Transcribe all of the material exactly. Any picture in it should be left out.

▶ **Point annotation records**
--- Begin ---
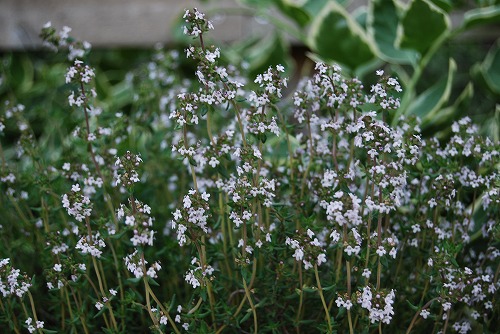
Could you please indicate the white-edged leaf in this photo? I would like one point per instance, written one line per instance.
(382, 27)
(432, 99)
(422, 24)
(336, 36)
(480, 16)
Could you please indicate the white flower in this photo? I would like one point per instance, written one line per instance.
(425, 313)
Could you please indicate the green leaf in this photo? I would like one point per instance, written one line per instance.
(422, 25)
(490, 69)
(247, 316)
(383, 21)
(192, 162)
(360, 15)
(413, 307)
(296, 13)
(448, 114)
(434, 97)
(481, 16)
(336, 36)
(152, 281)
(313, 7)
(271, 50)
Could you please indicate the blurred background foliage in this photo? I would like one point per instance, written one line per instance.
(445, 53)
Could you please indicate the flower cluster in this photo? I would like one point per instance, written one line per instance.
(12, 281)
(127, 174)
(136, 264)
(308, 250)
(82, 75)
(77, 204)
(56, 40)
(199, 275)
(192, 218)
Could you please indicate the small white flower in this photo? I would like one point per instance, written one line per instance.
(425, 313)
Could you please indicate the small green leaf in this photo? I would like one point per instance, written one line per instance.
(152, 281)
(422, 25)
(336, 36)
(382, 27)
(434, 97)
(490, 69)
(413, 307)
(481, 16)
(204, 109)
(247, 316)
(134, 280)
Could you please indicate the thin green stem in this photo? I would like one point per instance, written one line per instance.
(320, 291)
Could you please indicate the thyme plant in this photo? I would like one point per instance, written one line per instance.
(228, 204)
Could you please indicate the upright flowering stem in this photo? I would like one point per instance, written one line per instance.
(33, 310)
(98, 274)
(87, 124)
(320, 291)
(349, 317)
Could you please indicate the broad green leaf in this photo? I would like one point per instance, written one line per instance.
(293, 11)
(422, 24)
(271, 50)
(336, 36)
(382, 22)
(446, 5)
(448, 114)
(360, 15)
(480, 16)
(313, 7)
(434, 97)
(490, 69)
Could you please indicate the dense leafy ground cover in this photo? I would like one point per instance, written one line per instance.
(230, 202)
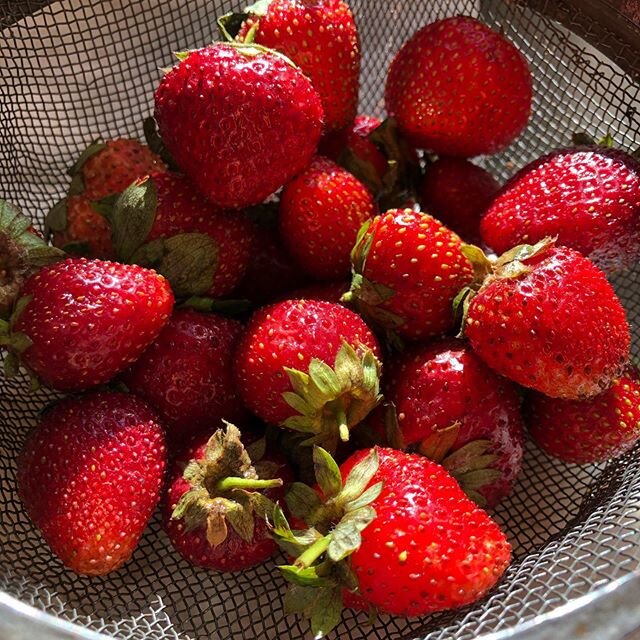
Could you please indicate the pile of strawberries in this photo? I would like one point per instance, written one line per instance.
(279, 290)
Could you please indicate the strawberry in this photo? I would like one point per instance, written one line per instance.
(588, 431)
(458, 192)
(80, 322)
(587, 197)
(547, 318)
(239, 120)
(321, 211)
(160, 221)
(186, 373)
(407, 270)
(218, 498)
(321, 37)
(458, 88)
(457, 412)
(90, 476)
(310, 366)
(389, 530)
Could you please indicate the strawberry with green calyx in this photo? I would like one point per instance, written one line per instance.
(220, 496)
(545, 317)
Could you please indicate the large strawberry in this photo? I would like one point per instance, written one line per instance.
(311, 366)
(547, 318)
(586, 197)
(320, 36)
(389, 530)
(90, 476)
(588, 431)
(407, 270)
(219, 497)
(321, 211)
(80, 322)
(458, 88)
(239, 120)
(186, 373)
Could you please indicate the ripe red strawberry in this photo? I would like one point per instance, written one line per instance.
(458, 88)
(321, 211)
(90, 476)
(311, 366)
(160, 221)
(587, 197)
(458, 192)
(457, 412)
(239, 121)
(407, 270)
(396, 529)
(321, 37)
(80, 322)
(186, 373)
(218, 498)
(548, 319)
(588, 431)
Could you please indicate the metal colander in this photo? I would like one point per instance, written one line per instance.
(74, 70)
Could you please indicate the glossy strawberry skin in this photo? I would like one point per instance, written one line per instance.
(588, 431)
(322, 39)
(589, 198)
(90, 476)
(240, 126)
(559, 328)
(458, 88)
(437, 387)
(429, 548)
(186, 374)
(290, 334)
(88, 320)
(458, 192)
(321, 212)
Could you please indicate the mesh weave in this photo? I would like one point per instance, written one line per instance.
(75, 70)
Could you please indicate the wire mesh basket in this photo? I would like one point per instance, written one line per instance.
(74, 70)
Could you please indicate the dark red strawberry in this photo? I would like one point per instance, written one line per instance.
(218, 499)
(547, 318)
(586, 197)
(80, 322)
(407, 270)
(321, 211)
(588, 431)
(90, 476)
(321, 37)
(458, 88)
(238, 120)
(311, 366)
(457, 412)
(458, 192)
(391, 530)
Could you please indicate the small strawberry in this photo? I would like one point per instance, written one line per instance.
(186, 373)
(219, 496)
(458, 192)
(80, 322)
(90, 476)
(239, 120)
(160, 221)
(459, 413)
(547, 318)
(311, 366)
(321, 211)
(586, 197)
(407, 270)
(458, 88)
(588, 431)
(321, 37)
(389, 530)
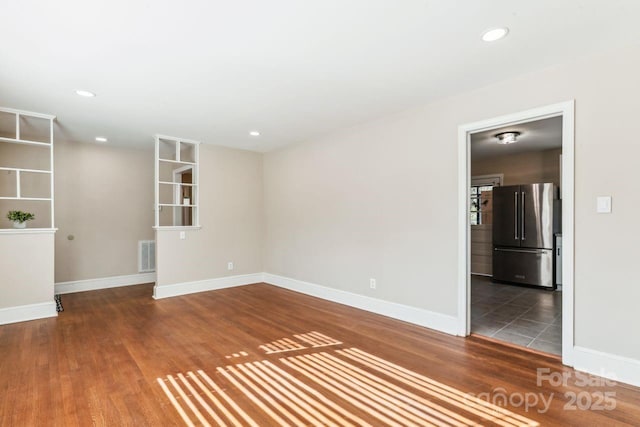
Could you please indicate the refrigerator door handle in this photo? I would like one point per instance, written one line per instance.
--- End ---
▶ **Solution for this task**
Could you please indicate the white-edged leaf in this photo? I would like one point per instance, written one line per instance.
(382, 27)
(432, 99)
(422, 24)
(336, 36)
(480, 16)
Could you please indicate the white flower in this photo? I would like one point per instance, written one line per instance.
(425, 313)
Could you please indicate the green leaf in this photo? I would like one point per instance, written one line per instance.
(422, 25)
(490, 69)
(247, 316)
(383, 21)
(192, 162)
(360, 15)
(413, 307)
(296, 13)
(448, 114)
(434, 97)
(481, 16)
(336, 36)
(152, 281)
(313, 7)
(271, 50)
Could you please indicate the blurred background foliage in this photo? I would like one point per instance, written one line per instance.
(445, 53)
Could you please indicate the flower cluster in this photo? I would like one point per instance, written one line per instance.
(12, 281)
(127, 174)
(136, 264)
(308, 250)
(82, 75)
(77, 204)
(56, 40)
(199, 275)
(192, 218)
Could you please indicate the small white flower in this photo? I would like one point per instance, written one line per instance.
(425, 313)
Could you please indicate the small green leaf in this photo? I would like one point per instance, written one line per instance.
(152, 281)
(422, 25)
(336, 36)
(382, 27)
(434, 97)
(490, 69)
(413, 307)
(481, 16)
(204, 109)
(247, 316)
(134, 280)
Could you please indicate the thin green stem in this photo? I would like one point per instance, written one line per instance.
(320, 291)
Could you please indicate the thyme plant in this photo? I would like one point per instance, written one line per instance.
(228, 204)
Could you please indicate the upright flowering stem in this photo? I would like one point per instance, written one line per instance.
(33, 310)
(98, 274)
(87, 124)
(320, 291)
(349, 317)
Could you please indicate the broad green leaf in this photo? I would like one point per instance, written one line per instance.
(293, 11)
(422, 24)
(271, 50)
(336, 36)
(382, 22)
(446, 5)
(448, 114)
(360, 15)
(480, 16)
(313, 7)
(434, 97)
(490, 69)
Could you please indicate the dense leafy ground cover in this photo? I would like one point per instance, written one line per instance.
(230, 202)
Could you please indicate the pile of strawberries in this photo? I would like one point per instance, written one line per instance.
(279, 290)
Could you please indicate the strawberry in this photo? I would like one point per instance, written one line per instance.
(588, 431)
(458, 192)
(80, 322)
(587, 197)
(547, 318)
(239, 120)
(321, 211)
(160, 221)
(186, 373)
(407, 270)
(218, 498)
(321, 37)
(458, 88)
(457, 412)
(90, 476)
(310, 366)
(389, 530)
Could you please indicate the strawberry with green calyx in this photo? I would like one point per instance, written one line per instance.
(220, 496)
(545, 317)
Could you please indicate the large strawberry in this photo? I would like one point per instance, written one line per instance.
(311, 366)
(547, 318)
(586, 197)
(320, 36)
(389, 530)
(90, 476)
(588, 431)
(407, 270)
(219, 497)
(321, 211)
(80, 322)
(458, 88)
(239, 120)
(186, 373)
Could you please indicate the ripe red strawberry in this photo? I would like one point per instance, written one line per instance.
(458, 88)
(321, 211)
(90, 476)
(311, 366)
(160, 221)
(587, 197)
(458, 192)
(457, 412)
(239, 121)
(407, 270)
(396, 529)
(321, 37)
(80, 322)
(186, 373)
(218, 498)
(548, 319)
(588, 431)
Could you please indicate the metal colander in this photo? I would like one point per instance, written one line per instance.
(74, 70)
Could you please indicate the glossy strawberry skin in this photo? I would like one point per instance, written one line per instance.
(588, 431)
(322, 39)
(589, 198)
(90, 476)
(240, 126)
(559, 328)
(458, 88)
(437, 387)
(429, 548)
(186, 374)
(290, 334)
(88, 320)
(458, 192)
(321, 212)
Could you please indicate the mesh weave in this photo? I would like one point per instance, written one line per instance.
(75, 70)
Could you please indicate the wire mesh basket in this photo? I would like one point per instance, written one line per instance.
(74, 70)
Could you please indicate the dark red strawberry in this photo? I would like one point per instance, written one line per instance.
(218, 499)
(547, 318)
(586, 197)
(80, 322)
(407, 270)
(321, 211)
(588, 431)
(90, 476)
(321, 37)
(458, 88)
(238, 120)
(311, 366)
(457, 412)
(458, 192)
(391, 530)
Could you please indicate the small strawberry in this photo? I would like one point per instance, written one line per instance.
(186, 373)
(219, 496)
(458, 192)
(80, 322)
(90, 476)
(239, 120)
(160, 221)
(459, 413)
(547, 318)
(311, 366)
(321, 211)
(586, 197)
(407, 270)
(458, 88)
(588, 431)
(321, 37)
(389, 530)
Could you please indicate the refrigerator door handle in this photo? I would like one point per instance, written one line per instance.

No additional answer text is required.